#### TEXT UNDER STUDY
***
Showing posts with label Rosalind Russell. Show all posts
Showing posts with label Rosalind Russell. Show all posts

Tuesday, April 01, 2008

Whither Rene Russo?

We have forgotten about her. Or maybe she doesn't want to be remembered. Featureless for three years now, and with no projects on the horizon, Rene Russo, you think, may just be another heap of 50-something female flotsam in the unforgiving, ageist waters of Hollywood. Bullshit. Bullshit! She's married to screenwriter Dan Gilroy, who is the younger brother of recent double Oscar nominee Tony Gilroy (Michael Clayton). Hey, bros, get something cooking, will you?

And why the hell is she not in the remake of The Women? And she could be popping up in cheap, good, independent movies. God knows she's already had a reliable string of quality, popcorny blockbusters in the 1990s: the Lethal Weapon movies, Outbreak, In the Line of Fire, Get Shorty, Ransom, The Thomas Crown Affair. She's terrific at comedy, compelling with drama and has a definite movie-star aura. She's a female George Clooney. Come to think of: George! Why wasn't she in the Ocean's movies (instead of that insufferable Julia Roberts)? She's one of the boys, one of the few actors who actually deserves comparison to Rosalind Russell. Russo has sparred with Mel, Travolta, Costner and Clint -- why not you? Cast Rene in one of your movies. Have her play a shrink, you play a master gardener, go to her for therapy and fall in love with her. Call it Couch Tomatoes. Done. I'm happy.

P.S. Still, though, it seems the paparazzi remember her. She says to them, justifiably, "Why aren't you with Nicole Richie?" in this YouTube clip, which seems recent. And the unofficial fan site has photos of her at recent events. But why no work?
***
#### Recorded data

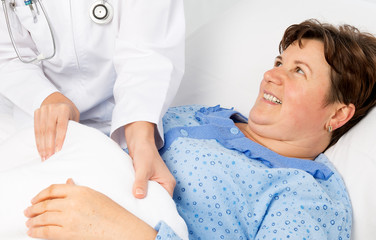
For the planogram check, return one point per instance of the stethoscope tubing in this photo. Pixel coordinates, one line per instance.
(40, 57)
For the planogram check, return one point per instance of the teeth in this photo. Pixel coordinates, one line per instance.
(272, 98)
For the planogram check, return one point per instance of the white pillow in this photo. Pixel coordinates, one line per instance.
(91, 159)
(227, 56)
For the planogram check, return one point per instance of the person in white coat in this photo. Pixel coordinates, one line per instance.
(119, 75)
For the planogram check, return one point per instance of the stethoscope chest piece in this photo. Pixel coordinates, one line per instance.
(101, 12)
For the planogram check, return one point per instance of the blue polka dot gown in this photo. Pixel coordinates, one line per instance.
(229, 187)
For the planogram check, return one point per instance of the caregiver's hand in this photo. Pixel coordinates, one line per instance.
(147, 162)
(69, 211)
(51, 123)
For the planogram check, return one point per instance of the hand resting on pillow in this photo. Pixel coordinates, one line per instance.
(91, 159)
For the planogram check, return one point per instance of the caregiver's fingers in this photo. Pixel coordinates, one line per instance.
(53, 191)
(61, 131)
(140, 185)
(45, 219)
(39, 208)
(39, 130)
(47, 232)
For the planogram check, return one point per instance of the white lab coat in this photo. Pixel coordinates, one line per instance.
(128, 70)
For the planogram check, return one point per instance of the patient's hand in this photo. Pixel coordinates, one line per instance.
(68, 211)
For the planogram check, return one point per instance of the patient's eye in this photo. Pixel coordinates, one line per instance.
(299, 70)
(277, 63)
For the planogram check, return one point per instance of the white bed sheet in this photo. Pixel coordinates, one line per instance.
(90, 158)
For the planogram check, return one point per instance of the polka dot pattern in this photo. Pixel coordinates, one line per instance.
(223, 194)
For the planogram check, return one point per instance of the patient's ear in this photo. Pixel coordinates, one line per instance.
(342, 115)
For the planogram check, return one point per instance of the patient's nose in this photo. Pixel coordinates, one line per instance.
(274, 75)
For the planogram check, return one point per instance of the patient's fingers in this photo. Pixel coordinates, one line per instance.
(53, 191)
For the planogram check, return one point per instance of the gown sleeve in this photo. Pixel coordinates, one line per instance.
(165, 232)
(149, 62)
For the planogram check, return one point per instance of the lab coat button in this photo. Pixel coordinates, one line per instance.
(234, 131)
(183, 132)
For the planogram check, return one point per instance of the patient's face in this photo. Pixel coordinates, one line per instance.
(292, 94)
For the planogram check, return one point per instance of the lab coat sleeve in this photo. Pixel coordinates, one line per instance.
(149, 61)
(23, 84)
***
#### TASK
According to the blog post, to whom is Rene Russo married? Answer using only the blog post.

#### REPLY
She is married to screenwriter Dan Gilroy.